Brief:
Transcribe, character for character, the portion of the CIFAR dataset source code between "if global_batch_size %" and "global_batch_size // dist.get_world_size()", inclusive.

Passage shown:

Source code for composer.datasets.cifar

# Copyright 2022 MosaicML Composer authors
# SPDX-License-Identifier: Apache-2.0

"""CIFAR image classification dataset.

The CIFAR datasets are a collection of labeled 32x32 colour images. Please refer to the `CIFAR dataset
<https://www.cs.toronto.edu/~kriz/cifar.html>`_ for more details.
"""

import os
import textwrap
from typing import Any, Dict, List, Optional, Union

import torch
from torch.utils.data import DataLoader
from torchvision import datasets, transforms

from composer.core import DataSpec, MemoryFormat
from composer.datasets.ffcv_utils import write_ffcv_dataset
from composer.datasets.synthetic import SyntheticBatchPairDataset
from composer.datasets.utils import pil_image_collate
from composer.utils import MissingConditionalImportError, dist

__all__ = [
    'build_cifar10_dataloader', 'build_ffcv_cifar10_dataloader', 'build_streaming_cifar10_dataloader',
    'build_synthetic_cifar10_dataloader'
]

CIFAR10_CHANNEL_MEAN = 0.4914, 0.4822, 0.4465
CIFAR10_CHANNEL_STD = 0.247, 0.243, 0.261


[docs]def build_cifar10_dataloader(
    datadir: str,
    global_batch_size: int,
    is_train: bool = True,
    download: bool = True,
    drop_last: bool = True,
    shuffle: bool = True,
    **dataloader_kwargs: Any,
) -> DataSpec:
    """Builds a CIFAR-10 dataloader with default transforms.

    Args:
        datadir (str): Path to the data directory
        global_batch_size (int): Global batch size
        is_train (bool): Whether to load the training data or validation data. Default:
            ``True``.
        download (bool, optional): Whether to download the dataset, if needed. Default:
            ``True``.
        drop_last (bool): Drop remainder samples. Default: ``True``.
        shuffle (bool): Shuffle the dataset. Default: ``True``.
        **dataloader_kwargs (Any): Additional settings for the dataloader (e.g. num_workers, etc.)
    """
    if global_batch_size % dist.get_world_size() != 0:
        raise ValueError(
            f'global_batch_size ({global_batch_size}) must be divisible by world_size ({dist.get_world_size()}).')
    batch_size = global_batch_size // dist.get_world_size()

Recorded information:

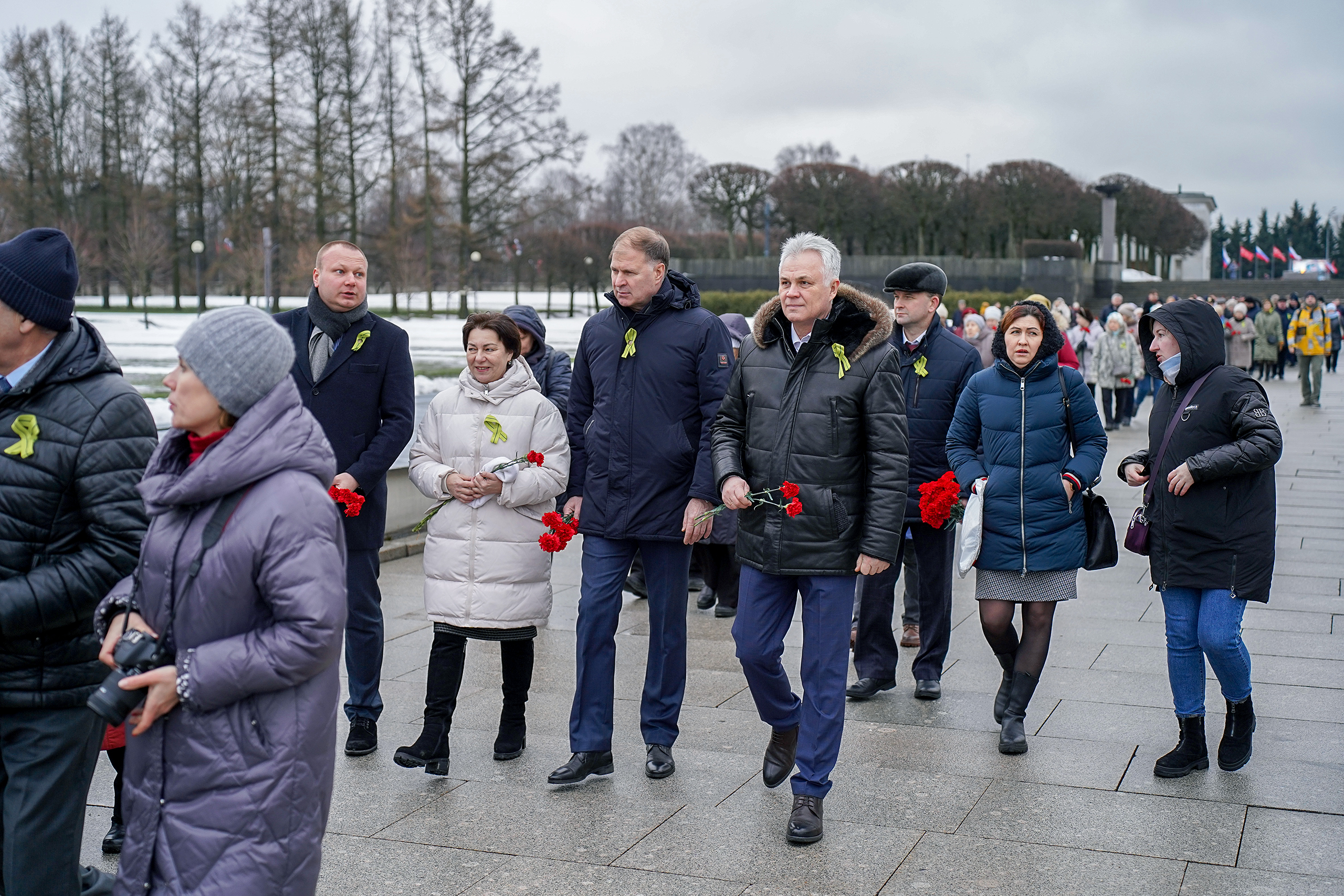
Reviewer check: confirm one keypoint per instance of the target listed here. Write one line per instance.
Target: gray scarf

Completed exercise:
if global_batch_size % dist.get_world_size() != 0:
        raise ValueError(
            f'global_batch_size ({global_batch_size}) must be divisible by world_size ({dist.get_world_size()}).')
    batch_size = global_batch_size // dist.get_world_size()